> _Tasks to perform_:
1. Reproduce verbatim the portion of the Marine Walk article starting at "A Marine Walk" and ending at "during the monsoon.".
2. Answer these questions from the Marine Walk article:
(a) Where did the group set out to observe marine organisms?
(b) Since when has Marine Life of Mumbai been conducting marine walks across the city's shores?
(c) Which two difficulties limit research on marine animals' patterns during monsoon?

A Marine Walk to remember

THE ASIAN AGE. | SONALI TELANG
Published : Jun 17, 2018, 1:22 am IST
Updated : Jun 17, 2018, 1:22 am IST

Researchersconducted an expedition recently to learn about the city’s rich marine life.

A decorator crab
 A decorator crab

A group of marine enthusiasts and researchers over last two days set out to Mumbai’s rocky shores to observe the marine organisms that wash ashore during the monsoon.

The group, Marine Life of Mumbai, which has been conducting marine walks across the city’s shores since last year, stated that not much research is available on the marine animals’ patterns during monsoon owing to difficulties like heavy rain spells and high tides. Several marine species like hermit crabs, corals, sponges, hydroids among others were spotted during the walks. The group also stumbled upon cowries, shells of certain species which is the past have been used as currency in several parts of the world. They are also used to make jewellery, ornaments and for ceremonial purposes.

> _Extracted information_:

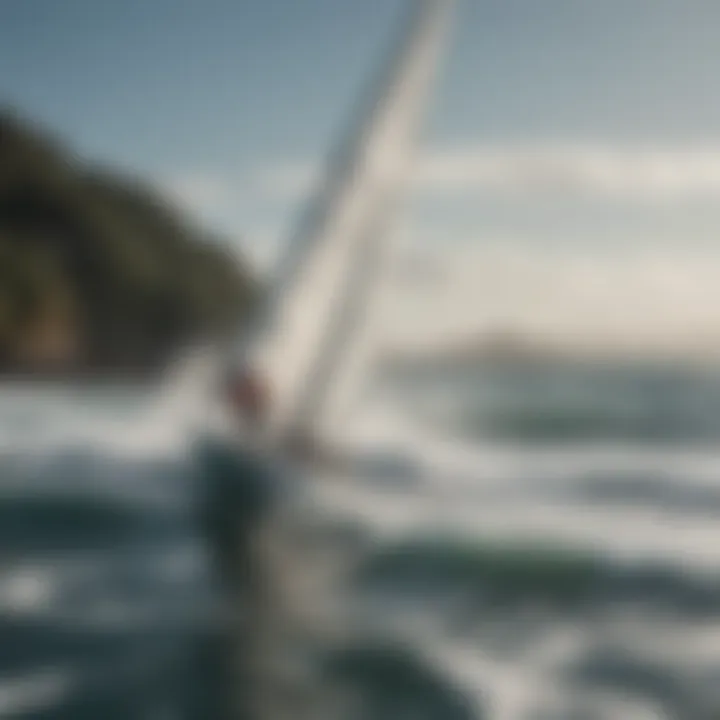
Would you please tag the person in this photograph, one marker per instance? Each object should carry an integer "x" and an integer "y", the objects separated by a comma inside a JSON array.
[{"x": 240, "y": 489}]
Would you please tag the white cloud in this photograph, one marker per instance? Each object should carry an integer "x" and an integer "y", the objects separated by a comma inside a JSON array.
[
  {"x": 648, "y": 174},
  {"x": 644, "y": 298}
]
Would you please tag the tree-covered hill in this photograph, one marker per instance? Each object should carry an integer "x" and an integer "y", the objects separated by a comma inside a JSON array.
[{"x": 98, "y": 272}]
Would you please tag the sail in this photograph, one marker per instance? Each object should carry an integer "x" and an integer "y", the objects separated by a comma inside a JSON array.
[{"x": 323, "y": 279}]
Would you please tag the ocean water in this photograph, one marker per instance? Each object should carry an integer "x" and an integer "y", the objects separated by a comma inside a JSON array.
[{"x": 524, "y": 542}]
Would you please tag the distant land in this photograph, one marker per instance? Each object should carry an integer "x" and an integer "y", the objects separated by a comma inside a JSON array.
[
  {"x": 516, "y": 346},
  {"x": 99, "y": 272}
]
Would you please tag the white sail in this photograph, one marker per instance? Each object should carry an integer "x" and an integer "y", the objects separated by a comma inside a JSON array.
[{"x": 331, "y": 262}]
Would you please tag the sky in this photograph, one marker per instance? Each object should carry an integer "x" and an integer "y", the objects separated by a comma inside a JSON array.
[{"x": 569, "y": 179}]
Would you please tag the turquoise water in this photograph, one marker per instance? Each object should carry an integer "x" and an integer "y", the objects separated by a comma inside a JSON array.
[{"x": 517, "y": 543}]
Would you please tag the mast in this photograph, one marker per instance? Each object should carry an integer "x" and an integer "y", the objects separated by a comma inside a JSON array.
[{"x": 323, "y": 279}]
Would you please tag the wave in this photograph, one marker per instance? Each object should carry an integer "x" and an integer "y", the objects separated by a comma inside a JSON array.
[{"x": 512, "y": 575}]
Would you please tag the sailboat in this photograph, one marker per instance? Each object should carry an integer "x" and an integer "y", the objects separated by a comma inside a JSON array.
[
  {"x": 306, "y": 340},
  {"x": 309, "y": 343}
]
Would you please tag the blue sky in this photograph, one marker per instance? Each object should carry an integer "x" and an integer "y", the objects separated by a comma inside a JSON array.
[{"x": 592, "y": 126}]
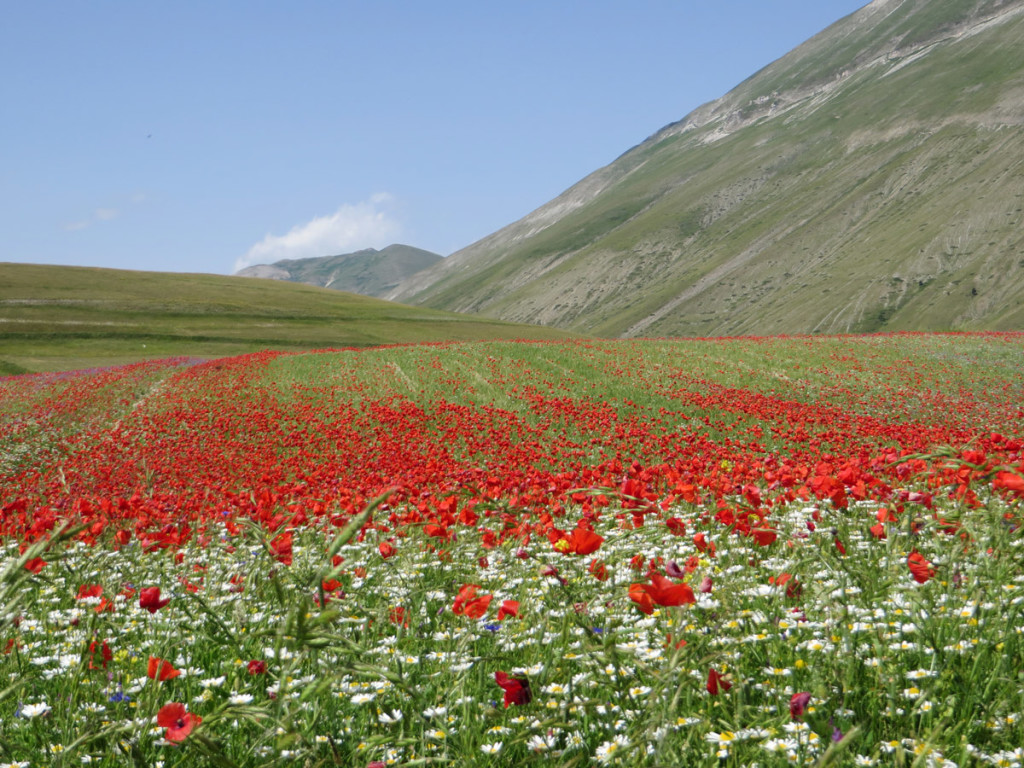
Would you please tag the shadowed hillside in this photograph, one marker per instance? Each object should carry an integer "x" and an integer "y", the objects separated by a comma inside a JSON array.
[{"x": 870, "y": 179}]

> _Outputs by task_:
1.
A Marine Walk to remember

THE ASIAN AGE. | SONALI TELANG
Published : Jun 17, 2018, 1:22 am IST
Updated : Jun 17, 2018, 1:22 am IST

Researchersconducted an expedition recently to learn about the city’s rich marine life.

A decorator crab
 A decorator crab

A group of marine enthusiasts and researchers over last two days set out to Mumbai’s rocky shores to observe the marine organisms that wash ashore during the monsoon.

2.
(a) Mumbai's rocky shores.
(b) Since last year.
(c) Heavy rain spells and high tides.